SELECTED TEXT:
Yea i actually wasnt even planning on getting the "potted plants", i am getting all of my plants from aquariumplants.com


----------



## Amie

Beaslbob gets them in his and I'm planning on getting some in mine too. But, you remove the pot maybe trim the stems a little and plant them same as the other plants.


----------



## HUMAN1ESS

Amie said:


> Beaslbob gets them in his and I'm planning on getting some in mine too. But, you remove the pot maybe trim the stems a little and plant them same as the other plants.


I just want to know what plants I'm putting into my tank. I can understand putting plants from the fish store into my tank if I knew what I was doing, but I want to make sure I get low light plants because I dont plan on making any lighting changes for a while. Thanks for being patient with me, LoL, it's just alot to take in at once.


----------



## jrman83

Go here, they have a low light and very low light section. I'd recommend getting them from here also.
Aquarium Plants


----------



## HUMAN1ESS

jrman83 said:


> Go here, they have a low light and very low light section. I'd recommend getting them from here also.
> Aquarium Plants


Thats actually exactly where i was looking. Im probably going to order my plants this week.

ACTIVITIES:
1) Give the distinct usernames that appear as post headers in the aquarium plant thread, listing each name once.
2) Extend the aquarium plant thread with a next post that follows on from the last message.

Source records:
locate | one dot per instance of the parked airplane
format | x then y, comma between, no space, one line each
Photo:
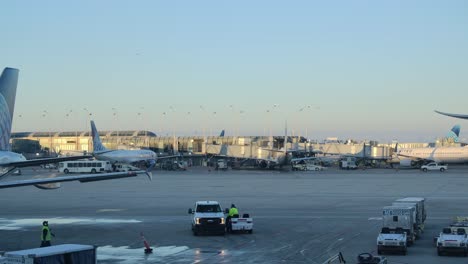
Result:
11,161
121,155
418,156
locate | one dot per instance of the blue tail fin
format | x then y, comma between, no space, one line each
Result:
453,134
8,84
97,145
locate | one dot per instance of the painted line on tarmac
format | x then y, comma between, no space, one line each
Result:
19,224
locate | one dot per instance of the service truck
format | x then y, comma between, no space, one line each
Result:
400,217
420,211
417,231
391,240
453,239
434,166
66,253
207,218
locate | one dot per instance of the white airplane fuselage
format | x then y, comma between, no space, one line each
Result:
126,156
441,155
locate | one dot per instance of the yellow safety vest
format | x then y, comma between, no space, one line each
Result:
48,236
233,211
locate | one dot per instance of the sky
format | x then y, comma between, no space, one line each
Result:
371,70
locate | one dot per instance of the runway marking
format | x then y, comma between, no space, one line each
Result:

ANSWER SECTION:
1) Amie, HUMAN1ESS, jrman83

2)
----------



## HUMAN1ESS

Ok, so decided to try to hurry the cycle up because i fell in love with some Stendker Discus at my LFS. Went out today and got some ammonia from walmart. Probably going to order some Corkscrew Vals, and Anubias Nana from aquariumplants.com this week.


----------



## jrman83

Hold on before you add....nobody has found ammonia from Walmart that has been the right ammonia as of yet? Do you know what you are looking for?


----------



## WhiteGloveAquatics

Wal mart doesnt not sell the right ammonia. main reason i didnt fishless cycle is due to no PURE ammonia being around.


----------



## HUMAN1ESS

Yea i noticed that after it was already added. I read on another forum that it would be fine as long as i had carbon in the filter. I guess well see.


----------



## HUMAN1ESS

Is this ammonia good for cycling? - Aquarium Forum
post 4 kind of put me at ease


----------



## HUMAN1ESS

Is this ammonia good for cycling? - Aquarium Forum
post 4 kind of put me at ease


----------



## Big Dog

What kind of substrate are you using in your aquarium? Here is a picture of one of my planted aquarium. http://i933.photobucket.com/albums/ad178/findingjohn/Big Dog fishes/IMG0001-3.jpg 

Java ferns are nice to start out with. Look into doing dry fertililzers. It is so much cheaper and so easy to do.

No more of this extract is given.